» **What you need to do**
Look for the word "jacket" in the entries and copy every line where it shows up.

» **Data extract**

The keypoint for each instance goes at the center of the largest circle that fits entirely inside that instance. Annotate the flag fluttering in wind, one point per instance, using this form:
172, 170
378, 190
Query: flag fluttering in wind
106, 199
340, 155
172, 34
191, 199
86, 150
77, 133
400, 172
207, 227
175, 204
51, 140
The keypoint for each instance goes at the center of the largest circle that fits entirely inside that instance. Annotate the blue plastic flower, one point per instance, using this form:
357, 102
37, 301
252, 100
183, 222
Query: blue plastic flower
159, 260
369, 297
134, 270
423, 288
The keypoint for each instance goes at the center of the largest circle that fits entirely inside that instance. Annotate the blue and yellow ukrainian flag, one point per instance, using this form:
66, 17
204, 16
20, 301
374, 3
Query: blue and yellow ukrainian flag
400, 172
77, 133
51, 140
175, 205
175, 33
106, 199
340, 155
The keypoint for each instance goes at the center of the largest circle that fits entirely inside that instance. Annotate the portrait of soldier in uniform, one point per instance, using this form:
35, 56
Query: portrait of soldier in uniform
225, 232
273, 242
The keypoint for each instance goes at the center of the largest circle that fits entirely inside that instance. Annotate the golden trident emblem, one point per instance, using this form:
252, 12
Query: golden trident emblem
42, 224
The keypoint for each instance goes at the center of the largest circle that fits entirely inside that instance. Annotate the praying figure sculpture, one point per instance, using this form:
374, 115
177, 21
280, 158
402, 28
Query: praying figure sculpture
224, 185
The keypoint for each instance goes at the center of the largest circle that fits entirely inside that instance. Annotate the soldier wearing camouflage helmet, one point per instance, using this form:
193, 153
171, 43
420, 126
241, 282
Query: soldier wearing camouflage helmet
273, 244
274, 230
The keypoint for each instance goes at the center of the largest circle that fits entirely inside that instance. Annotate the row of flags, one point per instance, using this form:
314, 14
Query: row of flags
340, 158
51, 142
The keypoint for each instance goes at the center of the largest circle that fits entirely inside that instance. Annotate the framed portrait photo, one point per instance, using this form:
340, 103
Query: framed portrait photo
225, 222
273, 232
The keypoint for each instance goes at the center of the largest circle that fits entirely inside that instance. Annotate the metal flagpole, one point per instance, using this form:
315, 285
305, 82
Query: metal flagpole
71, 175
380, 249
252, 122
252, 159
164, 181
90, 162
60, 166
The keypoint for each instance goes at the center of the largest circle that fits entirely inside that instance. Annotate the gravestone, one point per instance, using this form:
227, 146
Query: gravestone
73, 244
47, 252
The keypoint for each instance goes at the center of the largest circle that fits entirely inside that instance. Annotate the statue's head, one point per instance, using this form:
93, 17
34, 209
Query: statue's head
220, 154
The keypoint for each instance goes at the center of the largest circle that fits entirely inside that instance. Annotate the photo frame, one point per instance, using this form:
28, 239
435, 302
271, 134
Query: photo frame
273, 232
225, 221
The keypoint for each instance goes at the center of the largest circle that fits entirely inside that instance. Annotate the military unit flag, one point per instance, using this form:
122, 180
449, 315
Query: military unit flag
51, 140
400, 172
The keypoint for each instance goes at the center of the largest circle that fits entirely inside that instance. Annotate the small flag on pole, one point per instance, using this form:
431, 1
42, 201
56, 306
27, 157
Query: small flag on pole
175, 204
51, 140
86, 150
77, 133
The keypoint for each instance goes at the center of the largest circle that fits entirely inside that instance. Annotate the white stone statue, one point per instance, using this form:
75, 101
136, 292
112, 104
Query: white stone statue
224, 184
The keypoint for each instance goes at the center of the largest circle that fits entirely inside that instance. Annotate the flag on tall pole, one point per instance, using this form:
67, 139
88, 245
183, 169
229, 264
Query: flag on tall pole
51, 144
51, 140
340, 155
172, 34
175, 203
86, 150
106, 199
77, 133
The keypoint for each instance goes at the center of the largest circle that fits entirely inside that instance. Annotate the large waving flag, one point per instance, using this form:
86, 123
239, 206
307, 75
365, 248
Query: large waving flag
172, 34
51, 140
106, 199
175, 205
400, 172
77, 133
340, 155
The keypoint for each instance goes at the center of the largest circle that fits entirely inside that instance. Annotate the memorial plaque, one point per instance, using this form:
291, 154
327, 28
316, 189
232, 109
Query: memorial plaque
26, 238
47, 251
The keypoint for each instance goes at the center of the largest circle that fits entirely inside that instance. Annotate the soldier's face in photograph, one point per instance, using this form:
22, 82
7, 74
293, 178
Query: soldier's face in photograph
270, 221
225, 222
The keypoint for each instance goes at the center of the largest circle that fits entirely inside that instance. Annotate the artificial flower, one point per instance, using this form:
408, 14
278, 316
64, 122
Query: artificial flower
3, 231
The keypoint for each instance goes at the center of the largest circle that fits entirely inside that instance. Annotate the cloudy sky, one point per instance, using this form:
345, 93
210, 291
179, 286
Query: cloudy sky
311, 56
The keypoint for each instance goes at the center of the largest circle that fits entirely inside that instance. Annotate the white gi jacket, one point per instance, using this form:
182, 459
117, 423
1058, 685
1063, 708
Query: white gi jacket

» **Task answer**
The keypoint for each instance goes at the center of the largest circle that fits entirely inside that instance. Annotate the white gi jacket, one point per instance, using this form:
Query: white gi jacket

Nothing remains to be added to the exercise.